Exercise prompt | Below is a listing. Write out exactly its lines between the one holding "Locate the beige carpet" and the one holding "Target: white baseboard", inclusive.

___ Source data ___

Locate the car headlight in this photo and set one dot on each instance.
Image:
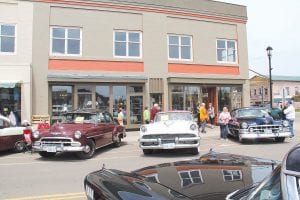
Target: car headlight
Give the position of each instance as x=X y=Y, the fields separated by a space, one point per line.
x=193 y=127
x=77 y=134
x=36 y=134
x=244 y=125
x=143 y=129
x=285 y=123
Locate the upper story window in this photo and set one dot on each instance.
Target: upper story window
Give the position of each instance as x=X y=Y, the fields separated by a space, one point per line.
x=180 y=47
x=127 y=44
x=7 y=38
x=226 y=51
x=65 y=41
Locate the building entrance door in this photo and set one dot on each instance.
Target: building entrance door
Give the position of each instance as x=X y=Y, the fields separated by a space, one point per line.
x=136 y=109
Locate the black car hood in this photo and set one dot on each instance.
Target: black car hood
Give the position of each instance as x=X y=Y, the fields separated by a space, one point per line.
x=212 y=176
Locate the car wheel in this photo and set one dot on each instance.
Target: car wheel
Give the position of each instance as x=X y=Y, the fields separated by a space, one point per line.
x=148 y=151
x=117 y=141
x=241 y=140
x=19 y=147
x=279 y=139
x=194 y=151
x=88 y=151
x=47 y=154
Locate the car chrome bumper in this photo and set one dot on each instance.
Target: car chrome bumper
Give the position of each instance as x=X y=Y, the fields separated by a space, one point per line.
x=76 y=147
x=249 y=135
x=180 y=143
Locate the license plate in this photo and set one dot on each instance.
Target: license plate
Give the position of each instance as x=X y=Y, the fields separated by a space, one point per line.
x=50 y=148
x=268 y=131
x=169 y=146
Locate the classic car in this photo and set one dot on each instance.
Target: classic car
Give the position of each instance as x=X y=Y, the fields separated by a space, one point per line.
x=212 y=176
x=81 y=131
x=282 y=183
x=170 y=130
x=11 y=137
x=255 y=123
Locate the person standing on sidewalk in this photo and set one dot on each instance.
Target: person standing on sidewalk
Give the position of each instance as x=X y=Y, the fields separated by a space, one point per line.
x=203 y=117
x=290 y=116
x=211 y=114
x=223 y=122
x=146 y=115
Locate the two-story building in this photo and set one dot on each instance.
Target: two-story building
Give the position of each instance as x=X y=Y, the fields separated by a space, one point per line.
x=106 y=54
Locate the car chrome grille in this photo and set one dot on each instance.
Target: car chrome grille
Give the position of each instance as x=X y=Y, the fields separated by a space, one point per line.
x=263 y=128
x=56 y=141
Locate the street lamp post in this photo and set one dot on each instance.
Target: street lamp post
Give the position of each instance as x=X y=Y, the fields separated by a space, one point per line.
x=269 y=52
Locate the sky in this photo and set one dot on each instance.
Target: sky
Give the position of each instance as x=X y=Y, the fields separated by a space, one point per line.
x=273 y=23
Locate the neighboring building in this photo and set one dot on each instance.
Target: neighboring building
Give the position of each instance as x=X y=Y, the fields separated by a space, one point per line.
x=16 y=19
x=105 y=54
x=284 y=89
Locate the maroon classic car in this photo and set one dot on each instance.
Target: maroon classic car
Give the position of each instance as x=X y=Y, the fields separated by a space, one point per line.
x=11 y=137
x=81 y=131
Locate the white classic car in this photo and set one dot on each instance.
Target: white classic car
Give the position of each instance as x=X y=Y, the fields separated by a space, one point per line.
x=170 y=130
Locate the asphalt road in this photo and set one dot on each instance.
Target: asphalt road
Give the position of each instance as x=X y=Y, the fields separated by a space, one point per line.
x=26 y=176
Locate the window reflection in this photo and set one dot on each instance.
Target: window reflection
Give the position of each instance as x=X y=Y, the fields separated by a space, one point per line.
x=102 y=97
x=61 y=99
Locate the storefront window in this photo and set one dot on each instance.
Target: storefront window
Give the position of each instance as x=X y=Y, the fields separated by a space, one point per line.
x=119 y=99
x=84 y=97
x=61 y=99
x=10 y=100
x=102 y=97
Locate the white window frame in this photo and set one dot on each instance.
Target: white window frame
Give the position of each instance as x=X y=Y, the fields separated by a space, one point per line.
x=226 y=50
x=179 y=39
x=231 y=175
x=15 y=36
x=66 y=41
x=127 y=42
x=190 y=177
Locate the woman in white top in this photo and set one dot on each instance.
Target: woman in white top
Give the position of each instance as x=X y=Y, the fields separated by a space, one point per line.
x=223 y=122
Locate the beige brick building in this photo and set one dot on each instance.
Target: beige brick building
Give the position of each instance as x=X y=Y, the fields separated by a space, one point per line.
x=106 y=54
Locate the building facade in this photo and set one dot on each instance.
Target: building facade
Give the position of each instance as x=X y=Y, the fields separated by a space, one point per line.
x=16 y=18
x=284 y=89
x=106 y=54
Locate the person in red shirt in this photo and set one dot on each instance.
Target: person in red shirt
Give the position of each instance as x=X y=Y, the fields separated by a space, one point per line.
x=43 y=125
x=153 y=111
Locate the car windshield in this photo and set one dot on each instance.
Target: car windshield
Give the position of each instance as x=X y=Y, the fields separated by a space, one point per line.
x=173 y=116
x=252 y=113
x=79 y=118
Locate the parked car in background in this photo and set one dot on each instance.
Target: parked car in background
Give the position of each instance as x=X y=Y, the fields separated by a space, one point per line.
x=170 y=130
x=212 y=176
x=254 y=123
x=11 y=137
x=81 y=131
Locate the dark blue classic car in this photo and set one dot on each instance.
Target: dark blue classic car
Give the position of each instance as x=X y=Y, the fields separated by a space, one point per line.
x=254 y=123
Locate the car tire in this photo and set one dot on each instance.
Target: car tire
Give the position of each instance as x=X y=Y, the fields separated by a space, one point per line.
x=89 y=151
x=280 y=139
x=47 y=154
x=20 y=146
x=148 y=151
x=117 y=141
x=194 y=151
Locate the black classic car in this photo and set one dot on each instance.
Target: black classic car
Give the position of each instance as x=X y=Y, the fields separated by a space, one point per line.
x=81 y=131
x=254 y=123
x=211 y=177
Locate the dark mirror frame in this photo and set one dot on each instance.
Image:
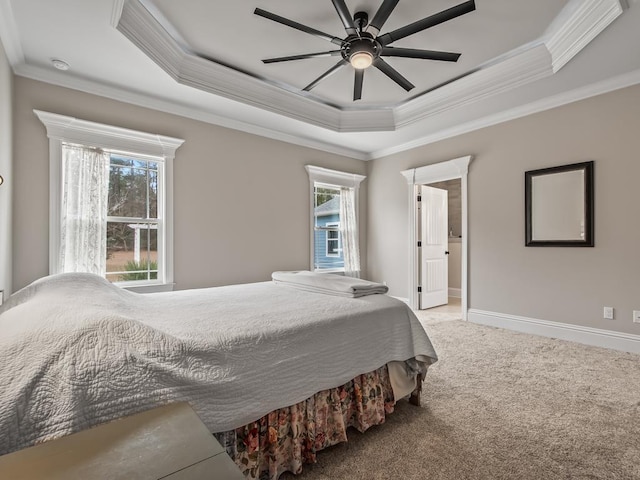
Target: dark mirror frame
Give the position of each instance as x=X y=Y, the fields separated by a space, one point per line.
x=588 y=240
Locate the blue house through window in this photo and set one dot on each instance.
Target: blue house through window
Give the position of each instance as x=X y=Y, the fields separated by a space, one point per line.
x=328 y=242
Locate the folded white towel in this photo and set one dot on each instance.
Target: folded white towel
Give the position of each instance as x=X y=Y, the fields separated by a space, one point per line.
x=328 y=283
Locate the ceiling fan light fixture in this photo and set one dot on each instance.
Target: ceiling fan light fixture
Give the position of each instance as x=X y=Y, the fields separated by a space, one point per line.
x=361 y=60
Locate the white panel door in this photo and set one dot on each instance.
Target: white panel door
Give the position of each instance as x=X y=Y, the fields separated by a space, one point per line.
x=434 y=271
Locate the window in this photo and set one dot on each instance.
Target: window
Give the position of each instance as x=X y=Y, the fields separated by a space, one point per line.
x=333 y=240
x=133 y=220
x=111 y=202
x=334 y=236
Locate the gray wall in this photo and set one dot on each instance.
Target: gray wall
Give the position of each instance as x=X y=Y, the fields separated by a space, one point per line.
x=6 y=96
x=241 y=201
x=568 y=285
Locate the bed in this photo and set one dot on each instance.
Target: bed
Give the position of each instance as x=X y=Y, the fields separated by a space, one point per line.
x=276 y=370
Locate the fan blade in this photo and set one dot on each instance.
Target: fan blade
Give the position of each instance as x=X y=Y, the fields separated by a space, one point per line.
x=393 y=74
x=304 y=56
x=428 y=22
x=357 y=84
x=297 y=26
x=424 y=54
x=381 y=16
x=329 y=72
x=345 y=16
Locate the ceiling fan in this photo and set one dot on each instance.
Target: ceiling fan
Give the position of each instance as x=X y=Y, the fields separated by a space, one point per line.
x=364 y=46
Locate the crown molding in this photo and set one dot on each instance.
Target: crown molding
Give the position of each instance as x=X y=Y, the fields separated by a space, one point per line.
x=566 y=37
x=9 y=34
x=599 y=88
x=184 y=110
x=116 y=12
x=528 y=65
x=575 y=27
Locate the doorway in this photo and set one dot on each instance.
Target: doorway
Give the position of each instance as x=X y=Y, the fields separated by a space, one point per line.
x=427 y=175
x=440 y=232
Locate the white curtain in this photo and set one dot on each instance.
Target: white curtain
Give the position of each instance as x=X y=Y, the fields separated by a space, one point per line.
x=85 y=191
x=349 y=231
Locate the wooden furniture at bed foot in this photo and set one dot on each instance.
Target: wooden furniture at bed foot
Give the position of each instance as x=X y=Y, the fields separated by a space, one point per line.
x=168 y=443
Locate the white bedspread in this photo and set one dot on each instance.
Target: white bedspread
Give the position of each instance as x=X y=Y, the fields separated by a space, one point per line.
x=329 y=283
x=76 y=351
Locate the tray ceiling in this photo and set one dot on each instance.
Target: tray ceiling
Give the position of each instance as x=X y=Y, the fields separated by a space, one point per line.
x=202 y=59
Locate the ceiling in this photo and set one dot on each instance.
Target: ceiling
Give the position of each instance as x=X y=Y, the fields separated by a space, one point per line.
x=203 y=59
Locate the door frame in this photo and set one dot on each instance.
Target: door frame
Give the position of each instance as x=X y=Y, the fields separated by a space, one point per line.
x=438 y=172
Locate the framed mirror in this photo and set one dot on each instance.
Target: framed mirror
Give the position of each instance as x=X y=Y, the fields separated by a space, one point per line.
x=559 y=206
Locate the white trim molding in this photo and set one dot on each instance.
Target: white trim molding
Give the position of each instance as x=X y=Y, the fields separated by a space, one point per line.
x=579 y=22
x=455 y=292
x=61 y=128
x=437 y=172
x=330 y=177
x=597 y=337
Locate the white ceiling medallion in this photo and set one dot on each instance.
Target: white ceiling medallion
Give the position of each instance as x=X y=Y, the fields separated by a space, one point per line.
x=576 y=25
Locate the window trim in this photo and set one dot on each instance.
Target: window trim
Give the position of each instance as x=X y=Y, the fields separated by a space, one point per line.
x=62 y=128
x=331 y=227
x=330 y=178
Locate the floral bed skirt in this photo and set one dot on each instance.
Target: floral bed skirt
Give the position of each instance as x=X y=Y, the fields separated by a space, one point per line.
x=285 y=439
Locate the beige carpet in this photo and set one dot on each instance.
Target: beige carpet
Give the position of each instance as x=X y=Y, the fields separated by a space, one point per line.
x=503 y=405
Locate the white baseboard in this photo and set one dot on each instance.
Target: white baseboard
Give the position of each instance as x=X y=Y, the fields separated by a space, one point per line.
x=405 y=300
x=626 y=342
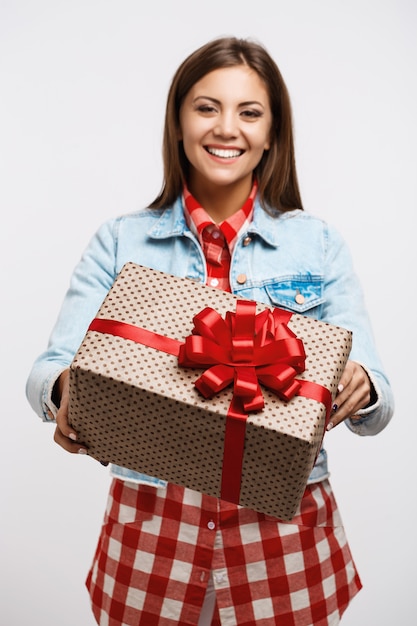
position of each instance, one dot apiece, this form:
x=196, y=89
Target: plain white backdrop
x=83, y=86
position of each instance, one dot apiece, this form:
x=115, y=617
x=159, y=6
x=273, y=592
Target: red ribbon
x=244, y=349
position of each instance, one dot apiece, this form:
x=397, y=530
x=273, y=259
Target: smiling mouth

___
___ Source data ___

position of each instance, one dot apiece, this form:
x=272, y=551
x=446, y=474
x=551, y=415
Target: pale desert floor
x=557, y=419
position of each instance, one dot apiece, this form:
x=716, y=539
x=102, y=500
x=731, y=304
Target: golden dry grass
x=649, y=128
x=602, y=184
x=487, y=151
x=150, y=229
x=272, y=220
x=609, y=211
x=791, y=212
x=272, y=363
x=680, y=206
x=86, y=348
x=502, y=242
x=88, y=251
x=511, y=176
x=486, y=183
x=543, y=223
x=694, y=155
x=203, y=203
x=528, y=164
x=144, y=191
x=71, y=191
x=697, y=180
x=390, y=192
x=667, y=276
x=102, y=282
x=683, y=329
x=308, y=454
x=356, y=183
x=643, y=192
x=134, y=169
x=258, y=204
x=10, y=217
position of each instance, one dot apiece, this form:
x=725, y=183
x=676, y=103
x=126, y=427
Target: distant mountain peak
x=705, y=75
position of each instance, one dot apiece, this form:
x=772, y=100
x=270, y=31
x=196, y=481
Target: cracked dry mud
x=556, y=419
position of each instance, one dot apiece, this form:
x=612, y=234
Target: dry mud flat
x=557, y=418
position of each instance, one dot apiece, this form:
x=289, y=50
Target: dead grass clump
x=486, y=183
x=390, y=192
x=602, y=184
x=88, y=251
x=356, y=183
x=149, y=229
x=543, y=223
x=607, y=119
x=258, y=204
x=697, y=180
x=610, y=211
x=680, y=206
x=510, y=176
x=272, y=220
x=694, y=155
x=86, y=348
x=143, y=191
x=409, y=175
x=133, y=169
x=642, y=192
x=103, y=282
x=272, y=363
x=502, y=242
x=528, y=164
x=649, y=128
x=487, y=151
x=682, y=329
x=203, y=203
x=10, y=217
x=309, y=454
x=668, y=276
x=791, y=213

___
___ Source data ___

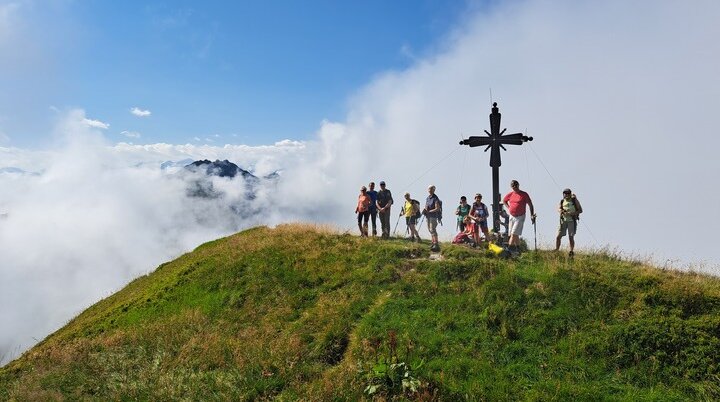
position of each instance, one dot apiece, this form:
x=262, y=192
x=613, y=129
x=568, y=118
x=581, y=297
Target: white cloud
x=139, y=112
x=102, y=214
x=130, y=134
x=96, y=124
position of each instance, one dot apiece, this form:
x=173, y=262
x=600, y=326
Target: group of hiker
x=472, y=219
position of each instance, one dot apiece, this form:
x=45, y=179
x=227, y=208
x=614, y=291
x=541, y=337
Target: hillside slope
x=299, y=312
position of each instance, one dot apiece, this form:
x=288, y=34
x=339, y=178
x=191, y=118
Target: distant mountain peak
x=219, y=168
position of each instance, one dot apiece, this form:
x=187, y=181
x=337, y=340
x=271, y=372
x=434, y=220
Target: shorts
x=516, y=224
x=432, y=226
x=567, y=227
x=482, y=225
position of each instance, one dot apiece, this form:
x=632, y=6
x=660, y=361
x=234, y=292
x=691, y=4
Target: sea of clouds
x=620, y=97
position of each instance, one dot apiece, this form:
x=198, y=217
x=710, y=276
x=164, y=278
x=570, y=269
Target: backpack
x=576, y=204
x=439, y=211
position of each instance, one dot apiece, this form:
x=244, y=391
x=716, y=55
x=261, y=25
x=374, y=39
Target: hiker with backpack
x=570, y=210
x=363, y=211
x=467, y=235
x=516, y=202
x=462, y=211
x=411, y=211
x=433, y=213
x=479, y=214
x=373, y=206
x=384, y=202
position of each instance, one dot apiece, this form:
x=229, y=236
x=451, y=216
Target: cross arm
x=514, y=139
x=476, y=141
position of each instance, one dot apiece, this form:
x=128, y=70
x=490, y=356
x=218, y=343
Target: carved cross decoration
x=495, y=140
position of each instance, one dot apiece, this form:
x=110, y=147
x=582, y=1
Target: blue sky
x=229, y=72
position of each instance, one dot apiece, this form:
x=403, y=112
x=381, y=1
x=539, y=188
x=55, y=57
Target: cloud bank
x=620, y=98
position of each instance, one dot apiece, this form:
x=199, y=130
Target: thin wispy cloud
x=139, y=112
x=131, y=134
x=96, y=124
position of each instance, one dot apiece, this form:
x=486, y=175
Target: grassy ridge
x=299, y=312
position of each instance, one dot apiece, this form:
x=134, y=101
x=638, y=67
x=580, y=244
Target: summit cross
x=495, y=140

___

Your response |
Locate the beige carpet in this photo and set one dot on each instance.
Target: beige carpet
Give the position of each instance as x=X y=Y, the fields separated by a space, one point per line.
x=503 y=405
Locate the white baseboard in this photo and set one dot on each instance.
Target: white baseboard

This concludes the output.